Raw data:
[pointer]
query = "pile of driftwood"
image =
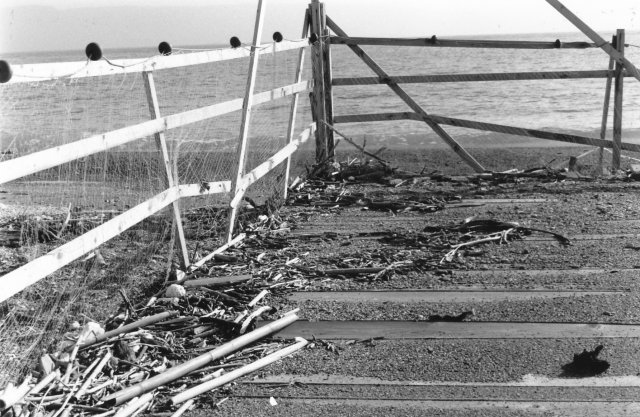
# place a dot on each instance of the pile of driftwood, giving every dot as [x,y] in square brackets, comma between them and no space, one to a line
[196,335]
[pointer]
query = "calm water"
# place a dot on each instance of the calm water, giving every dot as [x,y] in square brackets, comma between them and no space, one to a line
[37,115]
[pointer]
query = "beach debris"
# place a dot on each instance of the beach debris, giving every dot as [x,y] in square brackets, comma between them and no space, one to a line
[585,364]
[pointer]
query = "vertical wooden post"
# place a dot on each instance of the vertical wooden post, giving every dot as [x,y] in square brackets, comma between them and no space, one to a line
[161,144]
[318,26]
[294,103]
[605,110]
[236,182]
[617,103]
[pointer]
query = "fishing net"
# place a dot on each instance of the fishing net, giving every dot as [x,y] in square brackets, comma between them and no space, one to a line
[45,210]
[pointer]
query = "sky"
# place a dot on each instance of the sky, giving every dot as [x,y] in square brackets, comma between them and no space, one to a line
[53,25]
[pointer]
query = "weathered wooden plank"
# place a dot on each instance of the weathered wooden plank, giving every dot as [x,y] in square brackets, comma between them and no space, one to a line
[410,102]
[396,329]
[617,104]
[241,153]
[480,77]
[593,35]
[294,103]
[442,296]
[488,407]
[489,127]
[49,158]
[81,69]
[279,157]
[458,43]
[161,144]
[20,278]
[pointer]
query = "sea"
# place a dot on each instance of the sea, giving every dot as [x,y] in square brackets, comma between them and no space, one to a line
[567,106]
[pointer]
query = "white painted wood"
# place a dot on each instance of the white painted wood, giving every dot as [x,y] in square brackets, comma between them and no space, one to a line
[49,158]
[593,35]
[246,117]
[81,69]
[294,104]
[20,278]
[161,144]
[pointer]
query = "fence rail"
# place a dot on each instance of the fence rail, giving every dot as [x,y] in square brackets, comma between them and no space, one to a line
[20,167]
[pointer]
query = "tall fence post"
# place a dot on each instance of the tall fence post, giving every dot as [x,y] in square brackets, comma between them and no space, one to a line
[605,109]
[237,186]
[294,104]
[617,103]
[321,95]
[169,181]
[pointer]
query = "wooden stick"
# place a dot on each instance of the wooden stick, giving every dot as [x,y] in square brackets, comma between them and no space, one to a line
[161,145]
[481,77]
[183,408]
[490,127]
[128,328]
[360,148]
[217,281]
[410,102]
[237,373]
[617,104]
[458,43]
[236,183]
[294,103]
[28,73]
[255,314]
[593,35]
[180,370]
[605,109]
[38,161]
* * *
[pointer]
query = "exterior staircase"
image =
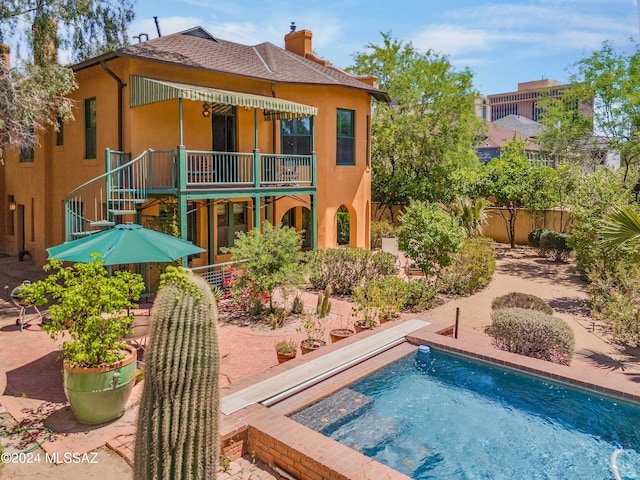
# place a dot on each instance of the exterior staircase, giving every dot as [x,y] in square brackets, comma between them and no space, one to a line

Instructions for the task: Please count the lines in the material above where the word "exterior" occurs, and give only the number.

Output below: 2